EXERCISES TO COMPLETE:
[A] Restate the passage of the USCIS fee rule text between "On August 3, 2020, U.S." and "October 2, 2020.", inclusive, switching "Final Rule" to "final regulation".
[B] In the USCIS fee rule text, on what ground do the plaintiffs in the August 21 lawsuit ask the court to set aside the new fee rule?

STUDY TEXT:
++++++++
On August 3, 2020, U.S. Citizenship and Immigration Services (USCIS) published a Final Rule that significantly alters the USCIS fee schedule by adjusting fees, adding new fees, establishing multiple fees for nonimmigrant worker petitions, and limiting the number of beneficiaries for certain forms.  These new fees are set to take effect on October 2, 2020.

Since then, two lawsuits were filed challenging the fee hikes and related actions. On August 20, the American Immigration Lawyers Association (AILA) and eight other organizations sued USCIS over the agency’s fee rule, which raises application fees for many essential immigration benefits by 30 to 200 percent, and eliminates most fee waivers for qualifying low income immigrants

On August 21, additional advocacy groups including Public Citizen, on behalf of immigrant advocacy groups Ayuda, Northwest Immigrant Rights Project, and CASA de Maryland, filed a lawsuit in the U.S. District Court for the District of Columbia alleging that USCIS’s new fee rule will unlawfully force immigrants seeking naturalization, asylum, employment authorization, and humanitarian protections to pay high fees. The plaintiffs request that the court set aside the new fee rule on the ground that Acting DHS Secretary Chad Wolf, who approved it, is ineligible to serve in that position (see next news update below). Plaintiffs also contend that the rule is based on incomplete and unsupported justifications, violates several provisions of the INA, and failed to comply with the rulemaking requirements of the Administrative Procedure Act (APA). The lawsuit amends an existing lawsuit challenging DHS’s October 2019 revisions to the standards applicable to individuals seeking fee waivers. (Northwest Immigrant Rights Project, et al. v. USCIS, et al., 8/21/20)
++++++++
[Data records]
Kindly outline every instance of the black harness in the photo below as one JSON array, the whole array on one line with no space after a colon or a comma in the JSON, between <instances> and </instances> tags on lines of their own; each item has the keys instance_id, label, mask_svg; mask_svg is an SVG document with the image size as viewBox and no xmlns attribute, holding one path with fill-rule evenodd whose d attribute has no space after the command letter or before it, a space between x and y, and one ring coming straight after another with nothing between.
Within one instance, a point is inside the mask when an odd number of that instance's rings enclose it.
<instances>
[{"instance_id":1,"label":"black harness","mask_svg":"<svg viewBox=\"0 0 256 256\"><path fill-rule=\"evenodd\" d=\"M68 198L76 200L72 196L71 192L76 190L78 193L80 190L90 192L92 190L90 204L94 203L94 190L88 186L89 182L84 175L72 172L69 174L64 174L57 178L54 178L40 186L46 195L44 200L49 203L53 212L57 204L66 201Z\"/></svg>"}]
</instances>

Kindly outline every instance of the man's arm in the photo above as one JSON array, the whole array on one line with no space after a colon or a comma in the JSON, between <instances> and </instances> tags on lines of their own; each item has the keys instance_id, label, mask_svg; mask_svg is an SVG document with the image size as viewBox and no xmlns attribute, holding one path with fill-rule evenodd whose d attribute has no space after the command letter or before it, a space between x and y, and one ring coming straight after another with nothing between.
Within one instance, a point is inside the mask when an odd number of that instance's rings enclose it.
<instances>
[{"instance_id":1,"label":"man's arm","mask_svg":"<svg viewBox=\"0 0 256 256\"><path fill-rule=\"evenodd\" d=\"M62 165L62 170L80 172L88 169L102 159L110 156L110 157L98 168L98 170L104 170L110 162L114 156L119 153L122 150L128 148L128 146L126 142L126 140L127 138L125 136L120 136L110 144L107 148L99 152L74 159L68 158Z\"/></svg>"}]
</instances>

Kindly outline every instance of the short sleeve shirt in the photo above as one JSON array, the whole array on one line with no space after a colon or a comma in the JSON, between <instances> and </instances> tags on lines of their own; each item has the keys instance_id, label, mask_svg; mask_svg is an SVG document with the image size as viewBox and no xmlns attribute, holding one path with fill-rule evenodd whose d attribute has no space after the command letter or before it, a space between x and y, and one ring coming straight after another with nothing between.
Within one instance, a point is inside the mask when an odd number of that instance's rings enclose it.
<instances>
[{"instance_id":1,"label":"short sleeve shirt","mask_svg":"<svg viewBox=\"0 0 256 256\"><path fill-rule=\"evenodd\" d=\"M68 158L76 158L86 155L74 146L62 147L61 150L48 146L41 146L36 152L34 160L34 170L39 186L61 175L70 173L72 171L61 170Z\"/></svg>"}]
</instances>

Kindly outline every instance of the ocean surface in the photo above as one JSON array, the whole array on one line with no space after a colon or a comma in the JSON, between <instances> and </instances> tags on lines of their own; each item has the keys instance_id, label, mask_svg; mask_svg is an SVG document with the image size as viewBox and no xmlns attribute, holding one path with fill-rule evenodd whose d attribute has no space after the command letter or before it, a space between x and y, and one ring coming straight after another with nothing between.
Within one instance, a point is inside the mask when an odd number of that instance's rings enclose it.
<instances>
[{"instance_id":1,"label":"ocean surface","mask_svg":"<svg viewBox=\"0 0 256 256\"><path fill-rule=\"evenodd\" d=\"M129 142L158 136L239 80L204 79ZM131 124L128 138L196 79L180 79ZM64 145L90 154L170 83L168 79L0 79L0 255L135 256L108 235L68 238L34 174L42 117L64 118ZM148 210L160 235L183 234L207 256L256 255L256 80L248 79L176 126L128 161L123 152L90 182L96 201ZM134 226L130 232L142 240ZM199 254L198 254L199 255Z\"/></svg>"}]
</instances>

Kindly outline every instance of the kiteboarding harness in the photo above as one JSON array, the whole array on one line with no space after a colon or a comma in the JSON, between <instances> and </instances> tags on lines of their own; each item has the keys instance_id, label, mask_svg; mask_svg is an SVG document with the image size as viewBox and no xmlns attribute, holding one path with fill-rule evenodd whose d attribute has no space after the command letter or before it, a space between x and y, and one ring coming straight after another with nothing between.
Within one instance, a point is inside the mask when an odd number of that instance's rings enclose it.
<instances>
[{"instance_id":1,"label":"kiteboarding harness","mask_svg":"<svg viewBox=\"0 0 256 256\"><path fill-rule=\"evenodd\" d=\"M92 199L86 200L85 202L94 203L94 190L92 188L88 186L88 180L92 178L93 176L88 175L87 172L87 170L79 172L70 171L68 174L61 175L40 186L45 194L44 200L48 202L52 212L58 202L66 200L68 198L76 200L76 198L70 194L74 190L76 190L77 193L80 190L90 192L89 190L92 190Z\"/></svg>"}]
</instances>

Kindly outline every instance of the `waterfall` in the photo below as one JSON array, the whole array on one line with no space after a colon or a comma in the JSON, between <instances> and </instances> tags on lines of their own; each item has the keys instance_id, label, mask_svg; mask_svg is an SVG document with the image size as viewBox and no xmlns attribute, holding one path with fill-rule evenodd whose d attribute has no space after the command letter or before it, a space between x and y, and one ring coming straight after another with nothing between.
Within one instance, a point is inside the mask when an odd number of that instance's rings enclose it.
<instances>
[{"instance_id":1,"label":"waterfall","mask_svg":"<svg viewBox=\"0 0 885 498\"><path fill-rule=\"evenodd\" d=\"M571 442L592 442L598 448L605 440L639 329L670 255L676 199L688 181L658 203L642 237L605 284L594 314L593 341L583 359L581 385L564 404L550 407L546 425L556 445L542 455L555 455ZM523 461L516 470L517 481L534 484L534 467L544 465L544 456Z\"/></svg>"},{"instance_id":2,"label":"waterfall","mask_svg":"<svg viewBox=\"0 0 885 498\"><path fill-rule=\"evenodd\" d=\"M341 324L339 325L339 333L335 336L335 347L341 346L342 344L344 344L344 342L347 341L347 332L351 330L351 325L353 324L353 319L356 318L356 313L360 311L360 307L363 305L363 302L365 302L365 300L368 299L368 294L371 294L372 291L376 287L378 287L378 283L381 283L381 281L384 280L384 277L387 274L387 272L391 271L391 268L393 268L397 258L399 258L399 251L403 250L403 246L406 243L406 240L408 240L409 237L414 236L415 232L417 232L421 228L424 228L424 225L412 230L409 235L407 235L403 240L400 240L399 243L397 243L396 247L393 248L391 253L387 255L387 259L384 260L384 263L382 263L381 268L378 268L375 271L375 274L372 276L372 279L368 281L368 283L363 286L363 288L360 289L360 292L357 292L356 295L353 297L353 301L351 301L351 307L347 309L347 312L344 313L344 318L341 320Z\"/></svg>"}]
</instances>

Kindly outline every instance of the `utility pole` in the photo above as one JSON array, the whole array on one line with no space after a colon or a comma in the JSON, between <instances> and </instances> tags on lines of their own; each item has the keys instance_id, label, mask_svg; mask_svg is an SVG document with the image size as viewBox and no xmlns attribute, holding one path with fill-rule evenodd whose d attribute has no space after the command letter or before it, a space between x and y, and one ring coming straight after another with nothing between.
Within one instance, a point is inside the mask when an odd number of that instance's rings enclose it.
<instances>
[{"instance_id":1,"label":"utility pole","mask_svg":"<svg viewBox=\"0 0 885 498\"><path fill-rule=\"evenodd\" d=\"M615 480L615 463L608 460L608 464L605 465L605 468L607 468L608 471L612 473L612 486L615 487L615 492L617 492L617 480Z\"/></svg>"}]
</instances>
++++++++
TASK RESULTS:
[A]
On August 3, 2020, U.S. Citizenship and Immigration Services (USCIS) published a final regulation that significantly alters the USCIS fee schedule by adjusting fees, adding new fees, establishing multiple fees for nonimmigrant worker petitions, and limiting the number of beneficiaries for certain forms.  These new fees are set to take effect on October 2, 2020.

[B] They argue that Acting DHS Secretary Chad Wolf, who approved the rule, is ineligible to serve in that position.